Stored items
────────────────────────────────────────

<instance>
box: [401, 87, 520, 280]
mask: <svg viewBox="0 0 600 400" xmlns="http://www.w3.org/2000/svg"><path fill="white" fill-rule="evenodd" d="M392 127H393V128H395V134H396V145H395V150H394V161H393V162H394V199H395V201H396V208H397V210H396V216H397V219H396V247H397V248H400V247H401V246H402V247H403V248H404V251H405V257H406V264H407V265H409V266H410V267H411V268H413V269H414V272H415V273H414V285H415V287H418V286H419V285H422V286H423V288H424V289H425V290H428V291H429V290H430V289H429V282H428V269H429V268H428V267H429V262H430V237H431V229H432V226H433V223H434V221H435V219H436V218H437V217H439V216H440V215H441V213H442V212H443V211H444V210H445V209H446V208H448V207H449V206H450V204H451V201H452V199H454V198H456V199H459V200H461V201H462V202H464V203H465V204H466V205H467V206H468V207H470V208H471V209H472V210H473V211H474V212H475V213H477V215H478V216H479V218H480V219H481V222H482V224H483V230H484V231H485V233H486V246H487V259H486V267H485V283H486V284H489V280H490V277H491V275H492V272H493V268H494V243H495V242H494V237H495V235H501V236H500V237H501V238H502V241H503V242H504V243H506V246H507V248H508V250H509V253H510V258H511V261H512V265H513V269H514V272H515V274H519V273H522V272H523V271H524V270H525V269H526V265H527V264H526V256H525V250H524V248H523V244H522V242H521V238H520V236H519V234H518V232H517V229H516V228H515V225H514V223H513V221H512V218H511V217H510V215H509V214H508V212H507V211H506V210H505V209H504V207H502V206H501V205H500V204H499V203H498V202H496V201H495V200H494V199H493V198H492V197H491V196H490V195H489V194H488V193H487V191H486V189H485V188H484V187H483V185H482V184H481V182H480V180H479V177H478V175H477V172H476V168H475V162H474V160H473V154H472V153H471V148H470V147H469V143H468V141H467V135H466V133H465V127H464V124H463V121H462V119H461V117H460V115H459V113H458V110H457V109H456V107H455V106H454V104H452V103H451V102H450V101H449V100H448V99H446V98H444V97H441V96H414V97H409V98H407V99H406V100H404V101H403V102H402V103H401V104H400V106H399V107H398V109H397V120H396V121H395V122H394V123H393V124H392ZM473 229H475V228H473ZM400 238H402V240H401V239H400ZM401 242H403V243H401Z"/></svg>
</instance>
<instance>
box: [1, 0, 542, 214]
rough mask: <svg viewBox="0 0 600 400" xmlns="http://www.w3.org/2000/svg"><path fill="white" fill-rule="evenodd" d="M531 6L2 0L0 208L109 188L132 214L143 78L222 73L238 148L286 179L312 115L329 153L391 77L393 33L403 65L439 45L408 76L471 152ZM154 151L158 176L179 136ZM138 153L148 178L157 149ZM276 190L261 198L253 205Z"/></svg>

────────────────────────────────────────

Assigned task:
Exactly and only the lines from the line containing "</instance>" through the final line of the records above must be returned.

Answer to the problem:
</instance>
<instance>
box: [1, 0, 542, 214]
rough mask: <svg viewBox="0 0 600 400" xmlns="http://www.w3.org/2000/svg"><path fill="white" fill-rule="evenodd" d="M531 6L2 0L0 208L109 188L132 214L143 78L222 73L238 148L286 179L312 115L329 153L391 77L393 33L403 65L439 45L408 76L471 152ZM154 151L158 176L179 136ZM138 153L148 178L157 149ZM276 190L261 198L253 205Z"/></svg>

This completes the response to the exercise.